Hubert de Ravinel  (22 February 1934 – 14 February 2022) was a French-born Canadian television producer, writer, and academic.

Biography
De Ravinel earned a law degree in 1956, a degree in political science in 1957, and a master's degree in andragogy from the Université de Montreal in 1991. He arrived in Montreal in 1962 after spending two years in Chicago. He was a co-founder of the International Federation of Little Brothers of the Poor in Canada and served as its Director until 1977. He was also a founding member of the Association québécoise de gérontologie. From 2000 to 2010, he was an administrator of the Conseil d’administration de l'organisme Baluchon Alzheimer, serving as treasurer and vice-president.

CHALLENGE:
Carry on the biography of Hubert de Ravinel from its last sentence. None of the material is needed for this work.

DATASET EXTRACT:

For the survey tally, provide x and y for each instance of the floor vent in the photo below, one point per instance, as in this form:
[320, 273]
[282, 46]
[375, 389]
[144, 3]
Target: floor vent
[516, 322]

==

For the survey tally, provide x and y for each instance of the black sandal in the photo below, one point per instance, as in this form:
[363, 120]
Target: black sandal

ANSWER FOR THIS EXERCISE:
A gerontology professor from 1977 to 1988, de Ravinel also published a weekly column in La Presse from January 1986 to December 1989. He published four essays on aging, a topic on which he also hosted numerous radio and television programs on Ici Radio-Canada Télé and Télé-Québec.

De Ravinel died in Montreal, Quebec on 14 February 2022, at the age of 87.

Publications
Vieillir au Québec (1972)
L'Âge démasqué (1979)
Les Enfants du bout de la vie (1980)
Au fil de l'âge (1988)
Le Défi de vieillir (1991)
Le Courage et la Tendresse (1992)
Car j'aime et j'espère (1994)
Vieillir au masculin (1997)
Le Temps libéré (2003)

Distinctions
Knight of the Order of La Pléiade (1995)
 (1999)
Knight of the National Order of Quebec (2002)
Knight of the Legion of Honour (2012)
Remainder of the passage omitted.